#### WHAT YOU SHOULD DO:
Copy every line of the rows from the start through the line containing "point(129, 246)", offsetting each coordinate in the answers by -87 and leaving every other number unchanged.

#### DATA FOR THIS TASK:
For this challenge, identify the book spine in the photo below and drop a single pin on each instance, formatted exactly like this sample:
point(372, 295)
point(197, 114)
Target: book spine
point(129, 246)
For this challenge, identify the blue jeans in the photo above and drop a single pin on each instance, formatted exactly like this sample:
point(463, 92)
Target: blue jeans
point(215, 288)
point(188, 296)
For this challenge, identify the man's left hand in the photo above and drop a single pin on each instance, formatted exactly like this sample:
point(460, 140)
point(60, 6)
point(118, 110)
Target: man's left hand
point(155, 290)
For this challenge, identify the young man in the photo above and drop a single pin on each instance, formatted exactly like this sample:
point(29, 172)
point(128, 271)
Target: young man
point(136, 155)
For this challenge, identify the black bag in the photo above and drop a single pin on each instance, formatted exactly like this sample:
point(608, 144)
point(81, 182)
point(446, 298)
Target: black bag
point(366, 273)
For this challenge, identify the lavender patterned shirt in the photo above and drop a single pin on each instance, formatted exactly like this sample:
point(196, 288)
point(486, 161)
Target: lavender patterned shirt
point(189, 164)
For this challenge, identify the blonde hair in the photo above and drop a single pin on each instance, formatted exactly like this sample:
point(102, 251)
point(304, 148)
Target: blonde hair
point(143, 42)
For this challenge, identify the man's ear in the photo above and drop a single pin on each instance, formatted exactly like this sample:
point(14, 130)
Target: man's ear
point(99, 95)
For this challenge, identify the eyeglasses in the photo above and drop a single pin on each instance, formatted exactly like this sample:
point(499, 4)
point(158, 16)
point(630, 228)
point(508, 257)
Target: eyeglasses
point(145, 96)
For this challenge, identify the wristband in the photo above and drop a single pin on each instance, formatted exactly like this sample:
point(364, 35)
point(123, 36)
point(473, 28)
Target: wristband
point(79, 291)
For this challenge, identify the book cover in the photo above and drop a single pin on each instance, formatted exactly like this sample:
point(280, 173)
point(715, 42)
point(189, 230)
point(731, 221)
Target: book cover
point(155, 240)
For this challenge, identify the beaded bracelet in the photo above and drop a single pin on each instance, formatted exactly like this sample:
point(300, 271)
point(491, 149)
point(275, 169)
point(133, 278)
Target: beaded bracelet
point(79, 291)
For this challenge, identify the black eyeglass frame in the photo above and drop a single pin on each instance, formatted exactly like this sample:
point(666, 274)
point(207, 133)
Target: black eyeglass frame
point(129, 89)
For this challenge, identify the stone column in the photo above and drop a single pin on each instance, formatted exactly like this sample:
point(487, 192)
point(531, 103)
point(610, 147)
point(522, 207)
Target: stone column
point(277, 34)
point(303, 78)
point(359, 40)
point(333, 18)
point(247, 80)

#### RESULT:
For this challenge, identify the book spine in the photo below and drop a single pin on each instance, formatted exactly like this sample:
point(372, 295)
point(197, 114)
Target: book spine
point(42, 159)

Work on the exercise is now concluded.